What you have to do: According to the grafting project text, where will the grafted fruit trees be planted?

Selected text:
+++

The objective of this project is to investigate the transformation of the signal-exchange process of a tree sample to which the ancient technique of grafting will be applied. Grafting is a horticultural practice with the goal of tissue connection of different plant types. What is probably most fascinating about the praxis of grafting is the occurrence of a unique symbiotic relationship, a genetic chimera. The grafting union’s communication is established through a vascular connection, cell-to-cell communication and exchanges of genetic material. Since some trees are not self-fertile the implantation of two different sexes of one type of fruit leads to the organism’s autonomy; a bisexual organism is created.
Since the intersectional use of creative and scientific technology allows us to redefine and enhance the borders of our experience and reposition our perspective to the phenomena of life itself, we propose a transdisciplinary display format in order to make the collected data multi-sensually perceivable. As research objects for this work, fruit trees with two and three varieties of fruits each will be grafted. They will be prepared in spring and planted in the garden of the University of Applied Arts at the end of summer, so that the object of research will also find practical application as an aesthetical intervention on the square lawn. The electrophysiological signals of our research object will be recorded through electrodes connected to it. We will programme a creative software that enables us to translate the generated data into multimedial parameters in a synaesthetic fashion and present the output in a digital-organic installation. As sonification is already explored in many scientific and artistic contexts, we use this technique to express changes in the tree’s electrophysiological processes: we aim to document potential long- term variations in the tree’s electrophysiology initiated by the application of horticultural grafting, as well as to examine the hypothesis that external physical contact of humans induces electrophysiological responses of the trees.

+++

Saved entries:
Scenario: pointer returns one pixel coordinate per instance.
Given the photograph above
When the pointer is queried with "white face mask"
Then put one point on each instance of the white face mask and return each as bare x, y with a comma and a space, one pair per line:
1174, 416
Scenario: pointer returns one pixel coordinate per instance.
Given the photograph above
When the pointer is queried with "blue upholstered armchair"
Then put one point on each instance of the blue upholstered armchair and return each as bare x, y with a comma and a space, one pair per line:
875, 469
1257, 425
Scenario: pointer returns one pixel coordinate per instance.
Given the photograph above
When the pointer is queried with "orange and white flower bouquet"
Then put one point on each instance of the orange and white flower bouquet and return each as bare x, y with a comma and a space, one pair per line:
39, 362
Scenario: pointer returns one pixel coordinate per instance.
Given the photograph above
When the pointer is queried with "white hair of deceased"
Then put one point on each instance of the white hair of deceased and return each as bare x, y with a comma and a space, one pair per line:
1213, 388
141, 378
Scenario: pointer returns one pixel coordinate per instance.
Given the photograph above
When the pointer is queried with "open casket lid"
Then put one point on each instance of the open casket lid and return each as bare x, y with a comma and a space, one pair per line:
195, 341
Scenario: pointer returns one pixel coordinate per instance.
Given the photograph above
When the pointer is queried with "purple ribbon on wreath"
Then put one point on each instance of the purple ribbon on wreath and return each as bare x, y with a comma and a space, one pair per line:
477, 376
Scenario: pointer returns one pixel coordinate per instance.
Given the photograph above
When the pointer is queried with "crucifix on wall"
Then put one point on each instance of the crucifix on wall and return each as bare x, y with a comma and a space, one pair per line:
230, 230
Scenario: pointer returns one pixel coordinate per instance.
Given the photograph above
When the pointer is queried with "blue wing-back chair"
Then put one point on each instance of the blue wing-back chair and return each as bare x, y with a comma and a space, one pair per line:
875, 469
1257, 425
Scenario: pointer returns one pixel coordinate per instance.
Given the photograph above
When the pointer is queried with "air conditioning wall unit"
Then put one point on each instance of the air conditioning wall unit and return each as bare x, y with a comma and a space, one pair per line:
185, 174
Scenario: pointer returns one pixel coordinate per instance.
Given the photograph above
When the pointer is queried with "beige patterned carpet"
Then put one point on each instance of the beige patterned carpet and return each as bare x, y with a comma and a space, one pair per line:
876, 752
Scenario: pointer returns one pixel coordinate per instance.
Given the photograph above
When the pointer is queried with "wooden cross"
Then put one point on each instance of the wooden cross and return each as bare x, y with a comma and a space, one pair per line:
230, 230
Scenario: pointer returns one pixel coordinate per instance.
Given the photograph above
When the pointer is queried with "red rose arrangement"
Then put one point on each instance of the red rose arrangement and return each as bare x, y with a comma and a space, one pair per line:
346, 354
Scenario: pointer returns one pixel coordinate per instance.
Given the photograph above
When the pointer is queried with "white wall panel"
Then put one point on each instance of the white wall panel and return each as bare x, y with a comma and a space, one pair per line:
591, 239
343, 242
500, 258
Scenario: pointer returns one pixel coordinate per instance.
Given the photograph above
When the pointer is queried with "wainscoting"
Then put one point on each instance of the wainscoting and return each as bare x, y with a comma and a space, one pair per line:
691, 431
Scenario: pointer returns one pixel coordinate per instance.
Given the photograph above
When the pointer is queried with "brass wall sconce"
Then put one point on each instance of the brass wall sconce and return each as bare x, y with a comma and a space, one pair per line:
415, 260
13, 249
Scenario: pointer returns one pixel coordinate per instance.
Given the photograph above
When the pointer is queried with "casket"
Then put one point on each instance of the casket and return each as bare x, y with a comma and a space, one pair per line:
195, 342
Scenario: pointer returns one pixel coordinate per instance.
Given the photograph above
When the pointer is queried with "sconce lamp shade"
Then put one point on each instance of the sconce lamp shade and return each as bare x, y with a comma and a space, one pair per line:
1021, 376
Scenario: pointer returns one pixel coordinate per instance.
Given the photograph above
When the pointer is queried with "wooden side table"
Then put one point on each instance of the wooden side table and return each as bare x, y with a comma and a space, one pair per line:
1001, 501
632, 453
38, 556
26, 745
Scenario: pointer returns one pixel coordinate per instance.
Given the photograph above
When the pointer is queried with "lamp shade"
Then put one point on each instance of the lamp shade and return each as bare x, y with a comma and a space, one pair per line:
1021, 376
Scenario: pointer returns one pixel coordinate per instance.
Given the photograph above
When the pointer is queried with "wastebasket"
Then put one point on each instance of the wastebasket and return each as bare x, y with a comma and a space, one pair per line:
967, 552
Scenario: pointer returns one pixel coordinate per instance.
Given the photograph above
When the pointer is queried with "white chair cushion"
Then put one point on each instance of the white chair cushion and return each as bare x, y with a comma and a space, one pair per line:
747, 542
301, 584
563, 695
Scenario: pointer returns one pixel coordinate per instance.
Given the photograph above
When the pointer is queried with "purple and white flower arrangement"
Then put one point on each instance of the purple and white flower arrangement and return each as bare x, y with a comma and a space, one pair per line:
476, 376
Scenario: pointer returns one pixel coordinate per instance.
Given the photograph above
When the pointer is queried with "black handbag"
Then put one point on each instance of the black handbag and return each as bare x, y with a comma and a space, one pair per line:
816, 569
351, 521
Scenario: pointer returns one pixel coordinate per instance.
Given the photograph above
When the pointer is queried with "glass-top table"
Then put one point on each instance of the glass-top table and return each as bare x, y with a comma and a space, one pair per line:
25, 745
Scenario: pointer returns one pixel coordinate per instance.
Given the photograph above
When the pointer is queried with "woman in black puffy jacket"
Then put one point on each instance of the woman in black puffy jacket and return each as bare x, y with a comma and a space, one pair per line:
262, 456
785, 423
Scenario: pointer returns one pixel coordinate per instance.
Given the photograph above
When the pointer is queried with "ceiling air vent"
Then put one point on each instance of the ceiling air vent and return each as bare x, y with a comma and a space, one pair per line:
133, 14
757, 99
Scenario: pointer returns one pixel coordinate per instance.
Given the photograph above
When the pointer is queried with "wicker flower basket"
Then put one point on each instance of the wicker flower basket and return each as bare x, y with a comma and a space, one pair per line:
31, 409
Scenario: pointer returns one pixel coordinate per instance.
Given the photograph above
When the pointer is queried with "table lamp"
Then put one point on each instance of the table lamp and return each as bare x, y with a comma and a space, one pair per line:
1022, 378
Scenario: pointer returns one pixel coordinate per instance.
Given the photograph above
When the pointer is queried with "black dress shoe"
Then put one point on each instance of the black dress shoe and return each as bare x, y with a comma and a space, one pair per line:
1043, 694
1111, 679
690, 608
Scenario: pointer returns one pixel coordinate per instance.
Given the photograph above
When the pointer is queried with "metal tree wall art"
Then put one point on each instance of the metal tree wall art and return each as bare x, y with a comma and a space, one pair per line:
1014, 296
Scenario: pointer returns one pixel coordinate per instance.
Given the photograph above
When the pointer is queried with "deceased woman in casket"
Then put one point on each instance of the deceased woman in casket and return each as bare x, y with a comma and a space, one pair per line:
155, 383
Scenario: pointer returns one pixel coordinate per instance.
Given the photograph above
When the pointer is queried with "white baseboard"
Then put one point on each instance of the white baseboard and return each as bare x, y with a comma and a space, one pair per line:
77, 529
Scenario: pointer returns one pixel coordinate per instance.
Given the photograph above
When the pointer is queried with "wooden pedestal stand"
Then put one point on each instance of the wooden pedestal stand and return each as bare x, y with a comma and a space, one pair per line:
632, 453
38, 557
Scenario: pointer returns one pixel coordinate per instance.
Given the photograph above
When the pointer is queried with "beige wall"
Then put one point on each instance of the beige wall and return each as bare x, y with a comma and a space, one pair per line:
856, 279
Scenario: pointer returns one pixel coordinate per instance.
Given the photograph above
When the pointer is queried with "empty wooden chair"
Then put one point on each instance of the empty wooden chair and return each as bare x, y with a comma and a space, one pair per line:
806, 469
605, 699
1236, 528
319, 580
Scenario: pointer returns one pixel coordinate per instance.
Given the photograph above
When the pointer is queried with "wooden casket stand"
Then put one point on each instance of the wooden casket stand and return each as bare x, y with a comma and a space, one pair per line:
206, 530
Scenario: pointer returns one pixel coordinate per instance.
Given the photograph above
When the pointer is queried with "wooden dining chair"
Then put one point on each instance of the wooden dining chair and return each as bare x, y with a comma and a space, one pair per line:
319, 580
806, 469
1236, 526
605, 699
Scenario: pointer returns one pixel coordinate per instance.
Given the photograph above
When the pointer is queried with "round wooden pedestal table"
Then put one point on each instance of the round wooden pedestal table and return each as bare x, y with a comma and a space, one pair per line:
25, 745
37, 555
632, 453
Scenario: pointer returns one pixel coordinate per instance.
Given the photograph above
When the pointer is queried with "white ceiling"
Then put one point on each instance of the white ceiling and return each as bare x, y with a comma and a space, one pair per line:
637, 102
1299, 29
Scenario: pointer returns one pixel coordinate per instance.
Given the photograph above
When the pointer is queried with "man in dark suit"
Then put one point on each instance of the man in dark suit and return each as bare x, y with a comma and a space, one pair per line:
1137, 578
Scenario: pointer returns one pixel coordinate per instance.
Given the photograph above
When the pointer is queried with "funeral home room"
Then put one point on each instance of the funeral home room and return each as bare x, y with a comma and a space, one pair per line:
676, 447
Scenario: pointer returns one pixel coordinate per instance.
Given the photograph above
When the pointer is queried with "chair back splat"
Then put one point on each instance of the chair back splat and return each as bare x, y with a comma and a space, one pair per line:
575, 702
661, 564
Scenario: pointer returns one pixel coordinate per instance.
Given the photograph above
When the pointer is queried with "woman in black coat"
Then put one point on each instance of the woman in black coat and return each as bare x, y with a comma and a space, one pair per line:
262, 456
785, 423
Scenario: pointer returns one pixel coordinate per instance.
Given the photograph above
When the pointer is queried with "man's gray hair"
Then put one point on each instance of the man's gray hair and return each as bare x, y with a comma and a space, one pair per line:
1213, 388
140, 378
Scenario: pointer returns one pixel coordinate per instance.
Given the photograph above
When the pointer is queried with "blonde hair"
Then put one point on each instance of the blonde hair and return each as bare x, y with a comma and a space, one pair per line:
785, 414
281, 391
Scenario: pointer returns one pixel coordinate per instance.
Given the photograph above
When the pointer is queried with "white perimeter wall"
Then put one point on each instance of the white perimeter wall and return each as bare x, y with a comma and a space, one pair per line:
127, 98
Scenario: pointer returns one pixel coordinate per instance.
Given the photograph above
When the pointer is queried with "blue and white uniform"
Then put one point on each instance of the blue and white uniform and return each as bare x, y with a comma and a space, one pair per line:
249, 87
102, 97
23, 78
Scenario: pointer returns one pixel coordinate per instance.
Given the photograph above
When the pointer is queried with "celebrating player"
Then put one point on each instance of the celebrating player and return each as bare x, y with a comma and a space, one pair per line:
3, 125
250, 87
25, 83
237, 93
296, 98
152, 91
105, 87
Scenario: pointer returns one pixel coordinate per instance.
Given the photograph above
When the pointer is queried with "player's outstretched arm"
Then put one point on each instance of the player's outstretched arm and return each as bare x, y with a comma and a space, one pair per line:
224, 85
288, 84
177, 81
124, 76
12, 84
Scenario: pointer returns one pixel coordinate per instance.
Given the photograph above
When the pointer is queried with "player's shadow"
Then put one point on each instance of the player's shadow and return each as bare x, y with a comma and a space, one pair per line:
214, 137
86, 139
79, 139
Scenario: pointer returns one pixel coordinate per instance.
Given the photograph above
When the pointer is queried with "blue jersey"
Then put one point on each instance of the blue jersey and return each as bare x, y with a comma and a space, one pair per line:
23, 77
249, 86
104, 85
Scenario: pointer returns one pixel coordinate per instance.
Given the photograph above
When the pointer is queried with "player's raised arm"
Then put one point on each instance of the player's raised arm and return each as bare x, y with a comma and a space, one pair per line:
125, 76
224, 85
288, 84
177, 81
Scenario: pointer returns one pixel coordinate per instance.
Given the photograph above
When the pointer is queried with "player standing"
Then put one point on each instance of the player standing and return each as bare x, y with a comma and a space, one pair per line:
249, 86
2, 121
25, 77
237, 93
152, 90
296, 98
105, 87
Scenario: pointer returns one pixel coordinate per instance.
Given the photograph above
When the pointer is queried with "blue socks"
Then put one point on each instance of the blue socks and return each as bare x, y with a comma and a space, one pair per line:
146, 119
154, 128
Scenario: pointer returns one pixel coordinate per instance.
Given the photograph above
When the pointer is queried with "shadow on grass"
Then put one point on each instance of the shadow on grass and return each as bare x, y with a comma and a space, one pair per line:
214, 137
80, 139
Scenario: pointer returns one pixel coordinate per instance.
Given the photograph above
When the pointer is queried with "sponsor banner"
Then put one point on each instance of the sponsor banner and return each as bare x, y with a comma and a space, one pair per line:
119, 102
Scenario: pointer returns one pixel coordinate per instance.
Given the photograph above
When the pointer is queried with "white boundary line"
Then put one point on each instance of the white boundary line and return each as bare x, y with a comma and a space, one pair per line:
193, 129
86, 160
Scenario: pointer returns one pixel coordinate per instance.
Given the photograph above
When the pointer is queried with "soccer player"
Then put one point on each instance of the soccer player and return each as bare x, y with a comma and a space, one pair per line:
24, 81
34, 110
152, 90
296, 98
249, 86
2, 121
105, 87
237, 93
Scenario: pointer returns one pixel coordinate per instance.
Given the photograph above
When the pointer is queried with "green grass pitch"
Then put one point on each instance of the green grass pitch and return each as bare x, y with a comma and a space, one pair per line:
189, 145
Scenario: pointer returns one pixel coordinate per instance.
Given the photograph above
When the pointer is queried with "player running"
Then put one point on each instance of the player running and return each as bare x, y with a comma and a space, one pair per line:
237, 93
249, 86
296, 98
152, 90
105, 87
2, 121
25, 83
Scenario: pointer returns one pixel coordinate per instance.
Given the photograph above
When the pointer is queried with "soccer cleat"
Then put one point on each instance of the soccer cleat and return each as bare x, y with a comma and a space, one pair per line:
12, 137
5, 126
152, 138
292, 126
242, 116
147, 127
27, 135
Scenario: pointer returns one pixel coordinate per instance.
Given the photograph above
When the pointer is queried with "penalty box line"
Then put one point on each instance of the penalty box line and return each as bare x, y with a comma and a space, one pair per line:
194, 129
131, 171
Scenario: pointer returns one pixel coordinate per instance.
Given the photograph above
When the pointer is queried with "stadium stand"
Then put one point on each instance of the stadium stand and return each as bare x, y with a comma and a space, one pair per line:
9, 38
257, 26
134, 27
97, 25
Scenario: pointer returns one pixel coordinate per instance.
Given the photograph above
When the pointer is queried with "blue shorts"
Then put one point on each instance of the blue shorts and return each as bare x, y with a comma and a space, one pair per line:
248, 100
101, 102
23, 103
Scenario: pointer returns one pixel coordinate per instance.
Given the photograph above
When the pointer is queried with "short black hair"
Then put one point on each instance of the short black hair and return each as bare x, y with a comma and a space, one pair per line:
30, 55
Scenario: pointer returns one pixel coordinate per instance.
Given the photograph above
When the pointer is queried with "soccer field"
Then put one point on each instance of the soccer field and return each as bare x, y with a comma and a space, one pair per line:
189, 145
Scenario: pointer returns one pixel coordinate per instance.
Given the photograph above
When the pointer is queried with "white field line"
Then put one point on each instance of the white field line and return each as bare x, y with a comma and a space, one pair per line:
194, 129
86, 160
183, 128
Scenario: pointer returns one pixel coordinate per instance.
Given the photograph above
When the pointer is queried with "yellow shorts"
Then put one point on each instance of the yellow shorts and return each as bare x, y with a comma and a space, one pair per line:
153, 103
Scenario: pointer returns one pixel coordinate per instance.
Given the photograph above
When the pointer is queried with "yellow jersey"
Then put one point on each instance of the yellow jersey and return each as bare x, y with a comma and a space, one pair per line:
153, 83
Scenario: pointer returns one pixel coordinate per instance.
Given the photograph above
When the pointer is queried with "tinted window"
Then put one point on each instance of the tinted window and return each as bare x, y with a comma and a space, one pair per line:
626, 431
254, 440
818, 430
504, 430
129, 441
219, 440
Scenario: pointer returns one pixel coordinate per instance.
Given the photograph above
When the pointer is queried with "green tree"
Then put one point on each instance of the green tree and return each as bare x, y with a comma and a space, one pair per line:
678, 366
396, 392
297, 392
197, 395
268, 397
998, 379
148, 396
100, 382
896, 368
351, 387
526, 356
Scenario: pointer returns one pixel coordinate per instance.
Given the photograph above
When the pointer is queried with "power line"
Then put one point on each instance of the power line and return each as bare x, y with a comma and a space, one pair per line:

+++

Exercise output: In the garden of the University of Applied Arts, on the square lawn.